Referring expression pointing data
┄┄┄┄┄┄┄┄┄┄┄┄┄┄┄┄┄┄┄┄

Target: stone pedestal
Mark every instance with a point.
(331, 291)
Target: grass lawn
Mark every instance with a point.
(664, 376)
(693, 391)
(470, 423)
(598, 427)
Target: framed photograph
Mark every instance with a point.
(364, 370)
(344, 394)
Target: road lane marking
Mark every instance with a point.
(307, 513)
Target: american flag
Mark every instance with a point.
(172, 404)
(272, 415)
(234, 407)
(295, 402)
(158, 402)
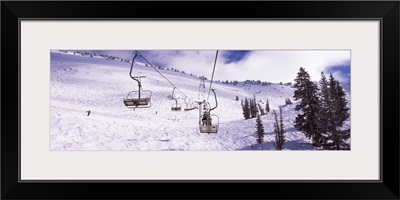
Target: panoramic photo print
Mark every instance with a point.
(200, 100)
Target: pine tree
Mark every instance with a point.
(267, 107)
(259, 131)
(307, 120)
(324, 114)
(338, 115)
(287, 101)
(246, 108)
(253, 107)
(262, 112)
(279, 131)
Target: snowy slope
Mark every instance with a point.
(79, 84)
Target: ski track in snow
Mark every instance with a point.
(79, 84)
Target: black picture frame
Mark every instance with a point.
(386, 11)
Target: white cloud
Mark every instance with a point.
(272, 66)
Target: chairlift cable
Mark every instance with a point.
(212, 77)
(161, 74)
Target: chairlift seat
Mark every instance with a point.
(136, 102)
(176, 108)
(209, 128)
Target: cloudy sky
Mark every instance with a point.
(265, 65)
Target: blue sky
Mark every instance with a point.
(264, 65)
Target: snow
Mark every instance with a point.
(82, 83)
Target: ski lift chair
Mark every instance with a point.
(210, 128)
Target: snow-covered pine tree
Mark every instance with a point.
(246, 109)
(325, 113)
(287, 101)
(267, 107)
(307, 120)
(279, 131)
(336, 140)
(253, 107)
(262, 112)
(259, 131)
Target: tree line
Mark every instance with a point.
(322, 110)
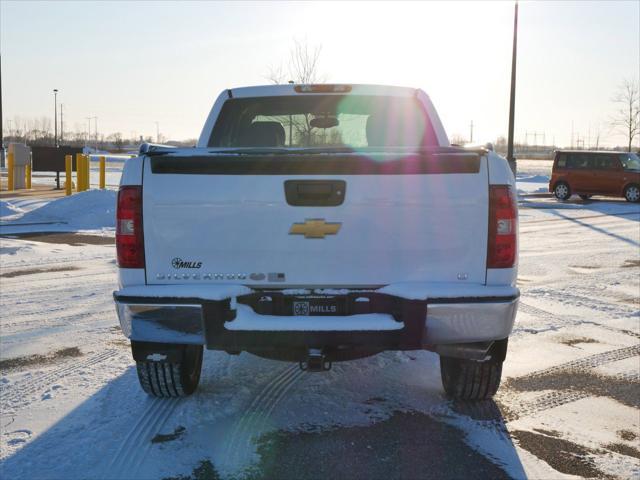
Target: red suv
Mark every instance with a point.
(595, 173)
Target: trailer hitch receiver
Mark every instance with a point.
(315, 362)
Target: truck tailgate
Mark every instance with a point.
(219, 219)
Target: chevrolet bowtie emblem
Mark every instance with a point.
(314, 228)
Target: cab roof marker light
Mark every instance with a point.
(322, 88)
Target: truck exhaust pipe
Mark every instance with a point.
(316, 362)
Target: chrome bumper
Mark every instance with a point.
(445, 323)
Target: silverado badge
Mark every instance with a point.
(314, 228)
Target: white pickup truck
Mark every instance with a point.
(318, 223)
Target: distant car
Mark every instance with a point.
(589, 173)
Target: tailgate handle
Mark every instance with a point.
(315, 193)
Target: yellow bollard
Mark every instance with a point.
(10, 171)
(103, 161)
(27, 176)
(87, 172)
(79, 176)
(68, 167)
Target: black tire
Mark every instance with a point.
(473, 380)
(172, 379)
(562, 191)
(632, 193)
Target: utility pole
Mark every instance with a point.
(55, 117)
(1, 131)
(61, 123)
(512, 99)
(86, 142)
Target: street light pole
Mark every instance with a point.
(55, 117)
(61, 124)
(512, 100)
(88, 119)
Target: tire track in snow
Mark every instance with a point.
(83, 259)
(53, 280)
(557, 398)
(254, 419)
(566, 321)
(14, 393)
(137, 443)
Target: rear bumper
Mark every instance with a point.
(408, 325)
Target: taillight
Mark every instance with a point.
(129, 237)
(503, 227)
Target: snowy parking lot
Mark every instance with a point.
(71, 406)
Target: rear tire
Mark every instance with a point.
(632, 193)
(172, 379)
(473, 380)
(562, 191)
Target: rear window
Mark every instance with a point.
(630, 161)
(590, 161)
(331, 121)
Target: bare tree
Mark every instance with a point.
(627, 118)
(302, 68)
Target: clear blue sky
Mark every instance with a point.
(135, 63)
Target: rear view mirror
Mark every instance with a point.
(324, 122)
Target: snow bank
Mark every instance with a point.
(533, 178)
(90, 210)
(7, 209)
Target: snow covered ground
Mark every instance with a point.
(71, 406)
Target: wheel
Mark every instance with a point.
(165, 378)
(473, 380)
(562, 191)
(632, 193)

┄┄┄┄┄┄┄┄┄┄┄┄┄┄┄┄┄┄┄┄

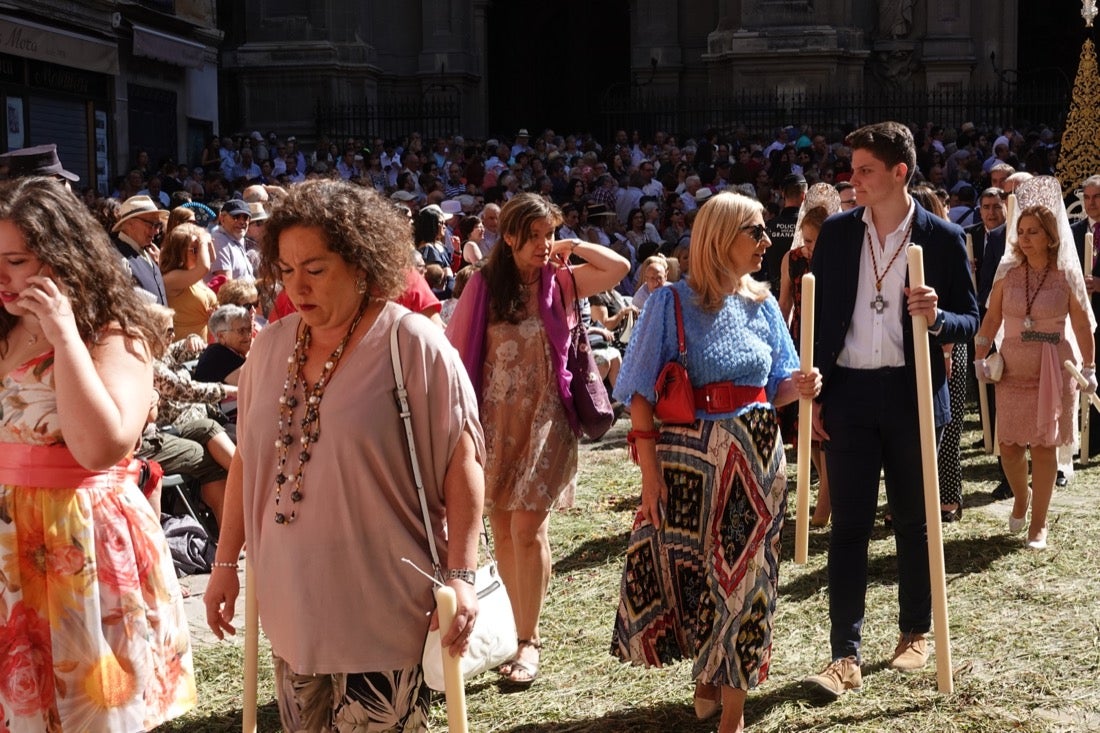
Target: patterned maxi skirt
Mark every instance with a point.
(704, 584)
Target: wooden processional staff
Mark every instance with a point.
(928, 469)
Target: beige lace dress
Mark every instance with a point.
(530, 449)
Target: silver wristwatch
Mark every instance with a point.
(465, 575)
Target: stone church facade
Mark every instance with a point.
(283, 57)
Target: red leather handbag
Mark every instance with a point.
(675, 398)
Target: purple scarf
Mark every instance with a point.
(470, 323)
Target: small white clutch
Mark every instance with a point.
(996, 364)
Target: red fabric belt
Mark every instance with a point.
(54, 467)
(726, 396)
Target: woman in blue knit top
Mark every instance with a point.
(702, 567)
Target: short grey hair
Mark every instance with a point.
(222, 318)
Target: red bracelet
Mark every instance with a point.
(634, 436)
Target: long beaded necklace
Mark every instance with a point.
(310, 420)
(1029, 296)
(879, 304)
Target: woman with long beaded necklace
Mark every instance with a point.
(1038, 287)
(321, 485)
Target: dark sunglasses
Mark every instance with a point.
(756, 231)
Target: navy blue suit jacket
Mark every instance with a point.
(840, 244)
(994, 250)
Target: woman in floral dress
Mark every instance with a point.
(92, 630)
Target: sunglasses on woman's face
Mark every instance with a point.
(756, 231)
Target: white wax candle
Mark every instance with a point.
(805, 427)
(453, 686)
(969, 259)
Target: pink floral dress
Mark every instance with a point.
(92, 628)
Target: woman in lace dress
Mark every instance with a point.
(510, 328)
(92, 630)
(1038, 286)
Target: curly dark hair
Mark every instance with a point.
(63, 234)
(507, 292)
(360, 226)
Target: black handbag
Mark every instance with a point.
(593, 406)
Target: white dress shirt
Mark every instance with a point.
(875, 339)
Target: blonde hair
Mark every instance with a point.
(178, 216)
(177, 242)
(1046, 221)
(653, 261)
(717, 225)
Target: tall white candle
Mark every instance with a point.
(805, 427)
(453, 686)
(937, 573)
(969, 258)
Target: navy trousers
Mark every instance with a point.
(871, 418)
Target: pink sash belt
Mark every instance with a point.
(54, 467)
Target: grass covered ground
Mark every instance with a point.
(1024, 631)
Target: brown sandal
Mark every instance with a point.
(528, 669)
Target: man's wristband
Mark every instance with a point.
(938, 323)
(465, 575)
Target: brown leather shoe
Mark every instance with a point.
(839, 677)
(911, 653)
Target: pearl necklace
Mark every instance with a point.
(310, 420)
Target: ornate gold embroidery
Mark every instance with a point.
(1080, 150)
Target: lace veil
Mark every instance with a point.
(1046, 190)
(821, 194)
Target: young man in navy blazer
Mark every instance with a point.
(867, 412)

┄┄┄┄┄┄┄┄┄┄┄┄┄┄┄┄┄┄┄┄

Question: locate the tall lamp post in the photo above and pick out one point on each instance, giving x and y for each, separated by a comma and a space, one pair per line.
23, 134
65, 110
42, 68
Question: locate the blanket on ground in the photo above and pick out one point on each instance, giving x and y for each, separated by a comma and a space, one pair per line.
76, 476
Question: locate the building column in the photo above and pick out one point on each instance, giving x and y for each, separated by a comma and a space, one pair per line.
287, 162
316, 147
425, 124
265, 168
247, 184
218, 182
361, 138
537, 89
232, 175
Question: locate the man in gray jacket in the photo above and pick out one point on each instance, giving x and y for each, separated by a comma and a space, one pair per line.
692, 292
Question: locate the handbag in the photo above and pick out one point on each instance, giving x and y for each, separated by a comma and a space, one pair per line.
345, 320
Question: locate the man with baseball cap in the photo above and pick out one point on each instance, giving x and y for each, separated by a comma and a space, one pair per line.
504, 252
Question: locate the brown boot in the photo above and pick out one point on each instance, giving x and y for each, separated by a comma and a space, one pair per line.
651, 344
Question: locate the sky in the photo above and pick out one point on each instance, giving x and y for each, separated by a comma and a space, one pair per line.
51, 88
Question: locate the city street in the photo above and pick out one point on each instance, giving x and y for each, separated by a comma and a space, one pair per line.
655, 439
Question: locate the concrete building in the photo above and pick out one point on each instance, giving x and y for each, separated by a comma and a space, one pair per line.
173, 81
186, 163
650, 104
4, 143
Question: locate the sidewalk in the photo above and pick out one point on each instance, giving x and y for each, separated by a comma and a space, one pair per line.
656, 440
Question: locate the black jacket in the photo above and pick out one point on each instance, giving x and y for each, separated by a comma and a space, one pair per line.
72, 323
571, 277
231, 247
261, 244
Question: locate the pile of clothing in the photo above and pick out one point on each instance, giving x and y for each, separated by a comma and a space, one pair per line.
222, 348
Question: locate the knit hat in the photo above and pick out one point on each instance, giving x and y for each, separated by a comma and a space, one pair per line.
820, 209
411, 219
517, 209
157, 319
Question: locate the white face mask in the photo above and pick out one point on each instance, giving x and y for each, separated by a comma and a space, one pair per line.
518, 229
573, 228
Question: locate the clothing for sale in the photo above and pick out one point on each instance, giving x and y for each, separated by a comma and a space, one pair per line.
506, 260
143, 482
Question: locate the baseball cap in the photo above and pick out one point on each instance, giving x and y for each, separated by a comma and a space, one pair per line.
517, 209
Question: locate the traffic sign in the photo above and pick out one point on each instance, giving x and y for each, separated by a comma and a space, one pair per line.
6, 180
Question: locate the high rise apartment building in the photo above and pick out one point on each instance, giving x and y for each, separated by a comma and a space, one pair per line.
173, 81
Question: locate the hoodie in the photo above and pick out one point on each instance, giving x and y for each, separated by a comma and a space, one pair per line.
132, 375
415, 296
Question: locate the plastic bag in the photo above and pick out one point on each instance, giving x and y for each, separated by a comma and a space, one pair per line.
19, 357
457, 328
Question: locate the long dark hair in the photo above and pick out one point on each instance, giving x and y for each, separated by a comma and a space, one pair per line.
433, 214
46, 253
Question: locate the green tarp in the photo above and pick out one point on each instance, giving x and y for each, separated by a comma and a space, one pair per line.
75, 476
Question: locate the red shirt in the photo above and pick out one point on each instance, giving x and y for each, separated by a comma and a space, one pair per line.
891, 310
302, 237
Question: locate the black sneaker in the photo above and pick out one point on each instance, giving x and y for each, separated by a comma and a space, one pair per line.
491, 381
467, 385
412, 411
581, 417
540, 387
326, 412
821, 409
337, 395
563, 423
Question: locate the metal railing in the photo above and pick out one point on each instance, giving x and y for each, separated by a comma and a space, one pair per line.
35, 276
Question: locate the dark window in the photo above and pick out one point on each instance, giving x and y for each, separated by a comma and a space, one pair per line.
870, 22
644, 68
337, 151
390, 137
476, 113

┄┄┄┄┄┄┄┄┄┄┄┄┄┄┄┄┄┄┄┄

Required action:
Working from the entries above, filter out every line that lacks "navy" and copy what remains.

Written answer:
Target: navy blue suit jacket
Target: navy trousers
Target: young man in navy blazer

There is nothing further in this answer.